Письменное задание A: Пожалуйста, выведите без изменений фрагмент отрывка об искусстве и ремесле от слов «Здесь встает вопрос» до слов «аналитиков практически нет.» включительно.
Письменное задание B: Объясните в одном–трех предложениях, почему в отрывке об искусстве и ремесле честный профессиональный ремесленник поставлен выше плохого художника.

Предложенный отрывок:
......

Здесь встает вопрос о разнице между искусством и декоративным мастерством…
Это тема для серьезных монографий, причем, что касается работы с камнем — тема еще и непаханая. Серьезных аналитиков практически нет.
В моем понимании, честный профессиональный ремесленник выше плохого художника. Потому что он создает предметы, которые приносят людям радость. А плохой художник занимается не созданием красоты (как эстетики, а не гламура), он «самовыражается», идя легким путем. Зачастую это самовыражение для самовыражения, не открывающее суть человека.
Прежде чем создать нечто, художник погружается глубоко в себя, пытается понять себя, свое мироощущение, и на основе этого создать что-то новое. Конечно, он может отталкиваться от каких-то общеизвестных принципов, но первичным становится отражение его индивидуальности. А хороший ремесленник умеет подражать, это — профессия. Художник же — это особый тип личности, особое видение мира, которому нельзя научить.
Есть такой мастер Феликс Ибрагимов. Он геолог по образованию, но давно занимается камнерезным делом в жанре наивного искусства. Он влюблен в материал, в камень, знает его досконально. И хотя его работы кто-то назовет непрофессиональными, и, порой, слишком наивными, в них столько Феликса! Поэтому он — настоящий художник, художник по жизни.
Что для вас красота — в искусстве и в жизни? Это необходимая составляющая искусства?
Я бы сказал, не необходимая, а неизбежная. Красоту мы познаем с детства — ее пример дает нам природа, и других мерил у нас нет. Мы видим почку, когда лист с невиданной силой тянется жить, и появляется на свет, разрывая оболочку. Затем он наливается зеленью, шумит на ветру, а осенью меняет цвет, опадает, вянет, иссыхает. Сила старения скручивает его в трубочку, а весной, когда тает снег, мы находим только оставшийся от листа остов. И в нем тоже есть красота — красота и тайна смерти.
Если человек с детства окружен всем этим, он знает, что такое красота, он умеет воспринимать живопись, скульптуру, музыку, поэзию. Другое дело, если его мир ограничен экраном.
Вы, как художник, можете сказать, чего сегодня не хватает нашему городу?
Мы живем в счастливом городе. Он не тронут так, как другие города России, мира. Допустим, в Париже в 1969 году были снесены знаменитые арки времен Наполеона III, в квартале Марэ. Так что в Европе тоже сносится, вырубается, утрачивается, но все-таки в меньшей степени, чем в России.

......

Выдержки из данных:
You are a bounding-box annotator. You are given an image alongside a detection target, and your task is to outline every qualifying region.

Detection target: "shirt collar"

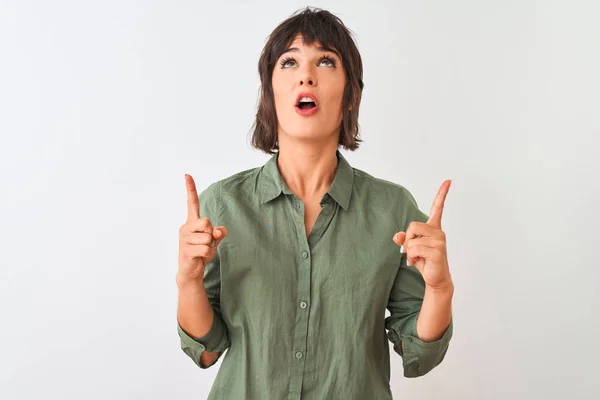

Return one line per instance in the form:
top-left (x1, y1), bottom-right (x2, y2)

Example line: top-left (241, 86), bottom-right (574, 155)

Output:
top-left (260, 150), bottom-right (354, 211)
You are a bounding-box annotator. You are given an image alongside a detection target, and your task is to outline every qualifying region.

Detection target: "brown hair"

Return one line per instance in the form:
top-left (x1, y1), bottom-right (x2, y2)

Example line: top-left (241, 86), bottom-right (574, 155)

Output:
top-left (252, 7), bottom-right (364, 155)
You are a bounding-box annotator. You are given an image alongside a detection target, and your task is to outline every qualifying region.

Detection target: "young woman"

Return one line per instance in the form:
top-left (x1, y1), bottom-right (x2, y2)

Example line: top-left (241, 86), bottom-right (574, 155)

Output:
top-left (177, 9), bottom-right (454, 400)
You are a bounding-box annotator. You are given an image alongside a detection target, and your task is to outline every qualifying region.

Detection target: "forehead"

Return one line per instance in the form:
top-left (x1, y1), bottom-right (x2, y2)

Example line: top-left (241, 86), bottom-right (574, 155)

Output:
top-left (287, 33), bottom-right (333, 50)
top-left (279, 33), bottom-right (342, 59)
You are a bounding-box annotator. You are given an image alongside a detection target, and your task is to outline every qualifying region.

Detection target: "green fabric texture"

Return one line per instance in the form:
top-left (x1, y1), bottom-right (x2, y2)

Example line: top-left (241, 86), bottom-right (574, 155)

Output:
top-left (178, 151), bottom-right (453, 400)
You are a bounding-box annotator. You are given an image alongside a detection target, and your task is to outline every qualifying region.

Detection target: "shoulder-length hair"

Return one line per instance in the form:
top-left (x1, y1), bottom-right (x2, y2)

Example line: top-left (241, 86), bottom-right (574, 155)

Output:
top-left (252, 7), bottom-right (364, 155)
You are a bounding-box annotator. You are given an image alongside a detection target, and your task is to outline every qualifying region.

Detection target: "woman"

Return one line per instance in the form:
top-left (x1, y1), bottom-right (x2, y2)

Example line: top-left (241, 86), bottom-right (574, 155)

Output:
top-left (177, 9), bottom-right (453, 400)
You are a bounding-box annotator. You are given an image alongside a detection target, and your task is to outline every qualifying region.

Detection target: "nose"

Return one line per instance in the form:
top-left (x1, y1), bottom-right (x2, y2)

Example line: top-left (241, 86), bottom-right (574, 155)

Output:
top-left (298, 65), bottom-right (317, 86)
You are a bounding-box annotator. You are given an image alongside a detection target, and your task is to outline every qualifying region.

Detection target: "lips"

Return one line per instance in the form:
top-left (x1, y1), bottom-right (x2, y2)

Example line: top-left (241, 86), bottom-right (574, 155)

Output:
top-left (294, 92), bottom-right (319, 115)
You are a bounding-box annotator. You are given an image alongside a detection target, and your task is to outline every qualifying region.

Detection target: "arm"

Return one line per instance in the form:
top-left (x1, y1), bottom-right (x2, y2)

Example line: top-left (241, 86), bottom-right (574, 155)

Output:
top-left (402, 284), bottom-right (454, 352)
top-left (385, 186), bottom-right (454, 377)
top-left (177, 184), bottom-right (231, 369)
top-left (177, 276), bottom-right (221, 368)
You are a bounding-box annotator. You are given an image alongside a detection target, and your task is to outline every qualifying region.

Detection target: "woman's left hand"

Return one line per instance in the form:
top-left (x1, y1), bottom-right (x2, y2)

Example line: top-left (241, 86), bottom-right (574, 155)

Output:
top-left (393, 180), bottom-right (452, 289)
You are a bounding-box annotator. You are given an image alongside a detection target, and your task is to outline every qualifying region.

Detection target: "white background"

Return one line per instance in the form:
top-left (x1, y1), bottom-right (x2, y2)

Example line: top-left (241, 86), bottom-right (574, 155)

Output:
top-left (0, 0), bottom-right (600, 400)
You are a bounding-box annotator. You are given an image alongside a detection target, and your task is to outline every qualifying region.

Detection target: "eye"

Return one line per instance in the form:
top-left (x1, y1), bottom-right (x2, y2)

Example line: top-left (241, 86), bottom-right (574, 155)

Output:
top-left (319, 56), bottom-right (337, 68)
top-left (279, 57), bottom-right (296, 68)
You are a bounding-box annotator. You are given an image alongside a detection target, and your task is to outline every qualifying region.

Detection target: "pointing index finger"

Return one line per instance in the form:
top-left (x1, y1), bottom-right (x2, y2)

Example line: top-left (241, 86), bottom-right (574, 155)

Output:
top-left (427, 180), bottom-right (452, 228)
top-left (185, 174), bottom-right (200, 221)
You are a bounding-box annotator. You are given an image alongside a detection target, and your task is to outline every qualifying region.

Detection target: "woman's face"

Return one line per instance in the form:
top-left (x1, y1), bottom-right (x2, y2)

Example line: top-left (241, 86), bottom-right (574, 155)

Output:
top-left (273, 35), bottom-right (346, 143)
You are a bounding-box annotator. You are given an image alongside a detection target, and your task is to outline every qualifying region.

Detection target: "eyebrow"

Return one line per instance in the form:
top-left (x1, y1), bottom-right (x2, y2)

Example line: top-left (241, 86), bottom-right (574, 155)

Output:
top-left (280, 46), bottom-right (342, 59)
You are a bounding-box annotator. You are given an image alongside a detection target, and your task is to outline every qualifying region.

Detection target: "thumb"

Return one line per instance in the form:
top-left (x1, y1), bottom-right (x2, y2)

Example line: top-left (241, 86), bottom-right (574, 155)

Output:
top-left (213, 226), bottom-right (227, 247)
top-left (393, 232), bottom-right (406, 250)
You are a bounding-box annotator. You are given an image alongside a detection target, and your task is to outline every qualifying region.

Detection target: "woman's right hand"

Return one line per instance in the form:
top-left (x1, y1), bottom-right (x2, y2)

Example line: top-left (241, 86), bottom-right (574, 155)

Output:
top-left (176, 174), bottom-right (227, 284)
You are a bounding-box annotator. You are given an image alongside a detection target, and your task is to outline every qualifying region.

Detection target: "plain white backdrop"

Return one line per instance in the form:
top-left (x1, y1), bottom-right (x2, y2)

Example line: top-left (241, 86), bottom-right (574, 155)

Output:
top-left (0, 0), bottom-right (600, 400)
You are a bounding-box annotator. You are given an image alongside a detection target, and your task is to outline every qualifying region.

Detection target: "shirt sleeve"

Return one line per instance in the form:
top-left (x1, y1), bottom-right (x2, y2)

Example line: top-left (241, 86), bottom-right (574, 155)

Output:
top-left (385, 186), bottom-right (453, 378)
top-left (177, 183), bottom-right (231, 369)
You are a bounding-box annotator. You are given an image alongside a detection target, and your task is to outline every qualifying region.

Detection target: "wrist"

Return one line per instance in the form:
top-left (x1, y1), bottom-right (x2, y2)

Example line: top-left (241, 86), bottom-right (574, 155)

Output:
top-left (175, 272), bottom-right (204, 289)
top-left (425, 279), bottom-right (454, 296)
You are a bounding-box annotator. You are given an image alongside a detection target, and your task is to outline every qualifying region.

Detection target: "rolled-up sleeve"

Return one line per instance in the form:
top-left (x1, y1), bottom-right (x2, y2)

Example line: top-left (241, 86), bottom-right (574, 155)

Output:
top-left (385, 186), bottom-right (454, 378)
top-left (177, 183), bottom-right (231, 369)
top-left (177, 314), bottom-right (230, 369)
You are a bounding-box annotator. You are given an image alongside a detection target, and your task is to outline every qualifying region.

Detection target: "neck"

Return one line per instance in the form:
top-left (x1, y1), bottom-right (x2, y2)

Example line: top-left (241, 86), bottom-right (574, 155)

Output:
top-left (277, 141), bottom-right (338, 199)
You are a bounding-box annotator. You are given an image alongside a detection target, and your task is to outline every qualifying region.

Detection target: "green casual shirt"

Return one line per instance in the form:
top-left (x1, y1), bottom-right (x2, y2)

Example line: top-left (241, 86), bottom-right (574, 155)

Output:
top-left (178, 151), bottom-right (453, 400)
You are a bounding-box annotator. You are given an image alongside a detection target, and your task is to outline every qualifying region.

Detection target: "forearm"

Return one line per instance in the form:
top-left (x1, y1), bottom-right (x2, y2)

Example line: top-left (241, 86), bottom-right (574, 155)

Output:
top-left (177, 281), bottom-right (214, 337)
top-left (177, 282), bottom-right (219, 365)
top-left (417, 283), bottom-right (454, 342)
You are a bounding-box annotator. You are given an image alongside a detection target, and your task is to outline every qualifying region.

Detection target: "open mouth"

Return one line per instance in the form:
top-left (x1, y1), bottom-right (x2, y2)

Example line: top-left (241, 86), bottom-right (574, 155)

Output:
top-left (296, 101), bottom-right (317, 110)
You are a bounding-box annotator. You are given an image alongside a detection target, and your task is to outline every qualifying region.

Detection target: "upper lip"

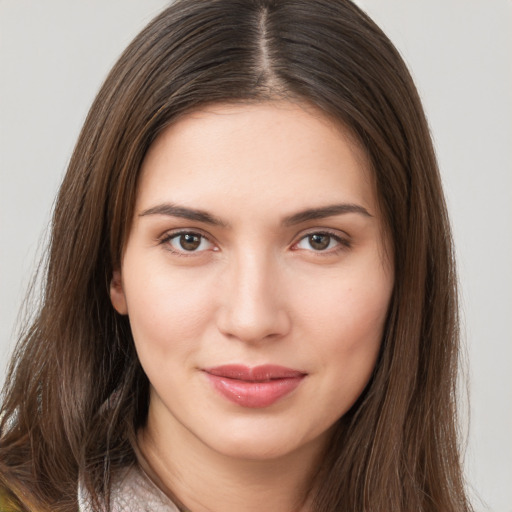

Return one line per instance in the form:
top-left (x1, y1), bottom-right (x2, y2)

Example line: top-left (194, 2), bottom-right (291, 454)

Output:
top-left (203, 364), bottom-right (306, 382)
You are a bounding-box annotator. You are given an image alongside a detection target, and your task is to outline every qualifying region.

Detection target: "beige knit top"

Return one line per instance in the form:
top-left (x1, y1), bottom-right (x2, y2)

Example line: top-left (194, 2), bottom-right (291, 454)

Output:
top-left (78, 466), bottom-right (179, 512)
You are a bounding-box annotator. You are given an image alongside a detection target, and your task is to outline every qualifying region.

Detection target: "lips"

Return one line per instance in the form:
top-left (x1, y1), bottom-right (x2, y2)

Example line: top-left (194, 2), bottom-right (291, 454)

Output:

......

Верный ответ A:
Здесь встает вопрос о разнице между искусством и декоративным мастерством…
Это тема для серьезных монографий, причем, что касается работы с камнем — тема еще и непаханая. Серьезных аналитиков практически нет.

Верный ответ B: Честный профессиональный ремесленник создает предметы, которые приносят людям радость. Плохой художник не создает красоту, а «самовыражается», идя легким путем. Зачастую это самовыражение для самовыражения, не открывающее суть человека.